● **WHAT YOU WILL DO**: Write out all the data again, exactly as it stands.
#### MATERIAL SUPPLIED ####
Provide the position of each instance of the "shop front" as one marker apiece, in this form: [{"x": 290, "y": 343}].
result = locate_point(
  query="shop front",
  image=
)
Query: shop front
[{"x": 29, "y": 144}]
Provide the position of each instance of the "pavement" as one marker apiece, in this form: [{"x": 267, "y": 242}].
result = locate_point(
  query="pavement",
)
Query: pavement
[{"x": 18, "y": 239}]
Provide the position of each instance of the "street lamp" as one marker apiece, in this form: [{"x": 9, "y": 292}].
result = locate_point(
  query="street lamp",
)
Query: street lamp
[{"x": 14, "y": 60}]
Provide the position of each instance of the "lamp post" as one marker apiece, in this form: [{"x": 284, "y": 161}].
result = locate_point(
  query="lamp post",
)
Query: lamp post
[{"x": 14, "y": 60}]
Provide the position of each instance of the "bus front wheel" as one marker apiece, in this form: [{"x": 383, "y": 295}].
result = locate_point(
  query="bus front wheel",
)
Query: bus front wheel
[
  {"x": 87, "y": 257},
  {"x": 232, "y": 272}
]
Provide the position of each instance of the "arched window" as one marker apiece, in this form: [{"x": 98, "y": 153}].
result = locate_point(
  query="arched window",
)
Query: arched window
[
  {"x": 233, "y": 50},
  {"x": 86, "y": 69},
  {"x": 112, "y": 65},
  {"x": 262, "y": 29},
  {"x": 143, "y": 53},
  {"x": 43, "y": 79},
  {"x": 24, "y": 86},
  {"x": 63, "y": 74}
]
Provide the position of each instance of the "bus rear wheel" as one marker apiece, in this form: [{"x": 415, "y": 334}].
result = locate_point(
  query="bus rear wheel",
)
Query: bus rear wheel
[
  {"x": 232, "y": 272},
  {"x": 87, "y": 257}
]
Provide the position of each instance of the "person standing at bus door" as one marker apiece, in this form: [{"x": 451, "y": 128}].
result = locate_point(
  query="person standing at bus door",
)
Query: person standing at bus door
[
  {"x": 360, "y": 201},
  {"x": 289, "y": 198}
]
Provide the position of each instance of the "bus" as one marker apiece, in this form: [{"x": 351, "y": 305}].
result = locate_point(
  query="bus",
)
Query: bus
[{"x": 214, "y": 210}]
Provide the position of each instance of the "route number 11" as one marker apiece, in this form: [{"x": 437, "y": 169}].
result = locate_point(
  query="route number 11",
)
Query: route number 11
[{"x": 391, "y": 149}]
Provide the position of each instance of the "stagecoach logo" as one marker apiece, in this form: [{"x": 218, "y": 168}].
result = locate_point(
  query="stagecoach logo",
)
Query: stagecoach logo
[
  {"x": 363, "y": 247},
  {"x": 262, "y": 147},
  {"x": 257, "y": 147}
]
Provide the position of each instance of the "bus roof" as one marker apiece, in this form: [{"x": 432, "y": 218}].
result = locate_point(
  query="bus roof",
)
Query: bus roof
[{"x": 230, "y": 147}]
####
● **WORKED ANSWER**:
Provide the position of each instance of the "shop front" as one marker apiece, in this form: [{"x": 290, "y": 343}].
result = locate_point(
  query="shop front",
  image=
)
Query: shop front
[{"x": 29, "y": 144}]
Provide the position of each instance of the "pavement" as one marker apiece, in this form: [{"x": 267, "y": 242}].
result = locate_point(
  query="pavement",
)
Query: pavement
[{"x": 18, "y": 239}]
Provide the position of each instance of the "street lamp" as one marker apiece, in this form: [{"x": 9, "y": 292}].
result = locate_point(
  query="street lamp",
)
Query: street lamp
[{"x": 14, "y": 60}]
Provide the position of each instance of the "lamp post" as one marker apiece, in this form: [{"x": 284, "y": 161}].
result = locate_point(
  query="lamp post",
)
Query: lamp post
[{"x": 14, "y": 60}]
Provide the position of each instance of the "bus front wheel" as one marker apiece, in this form: [{"x": 383, "y": 295}].
result = locate_point(
  query="bus front wheel",
)
Query: bus front wheel
[
  {"x": 87, "y": 257},
  {"x": 232, "y": 272}
]
Provide the position of each instance of the "arched window" as one marker apiece, in this form: [{"x": 98, "y": 153}].
result = locate_point(
  query="arched window",
)
Query: arched window
[
  {"x": 233, "y": 50},
  {"x": 86, "y": 69},
  {"x": 112, "y": 65},
  {"x": 262, "y": 29},
  {"x": 143, "y": 53},
  {"x": 43, "y": 79},
  {"x": 24, "y": 86},
  {"x": 63, "y": 74}
]
Provide the position of each instance of the "bus rear wheel" as one marker apiece, in this form: [{"x": 415, "y": 334}].
result = locate_point(
  query="bus rear wheel",
)
Query: bus rear wheel
[
  {"x": 232, "y": 272},
  {"x": 87, "y": 257}
]
Provide the position of each instance of the "person standing at bus door" as one marker apiece, in this form: [{"x": 451, "y": 128}].
result = locate_point(
  query="person standing at bus door",
)
Query: person standing at bus door
[
  {"x": 360, "y": 201},
  {"x": 289, "y": 198}
]
Provide the position of each instance of the "bus" as one marker apiece, in this form: [{"x": 351, "y": 305}].
result = locate_point(
  query="bus",
)
Query: bus
[{"x": 214, "y": 210}]
Provide the position of each instance of the "route number 11" as one marker apiece, in this form: [{"x": 437, "y": 169}].
result = locate_point(
  query="route number 11",
)
Query: route number 11
[{"x": 391, "y": 149}]
Provide the position of each instance of the "stagecoach logo" as one marker apiece, in this form: [{"x": 218, "y": 168}].
result = locate_point(
  query="stagecoach logo",
)
Query: stagecoach logo
[
  {"x": 363, "y": 247},
  {"x": 262, "y": 147},
  {"x": 257, "y": 147}
]
Provide the position of each instance of the "bus roof" as one marker apiece, in this form: [{"x": 432, "y": 218}].
result = locate_point(
  query="bus roof",
)
Query: bus roof
[{"x": 230, "y": 147}]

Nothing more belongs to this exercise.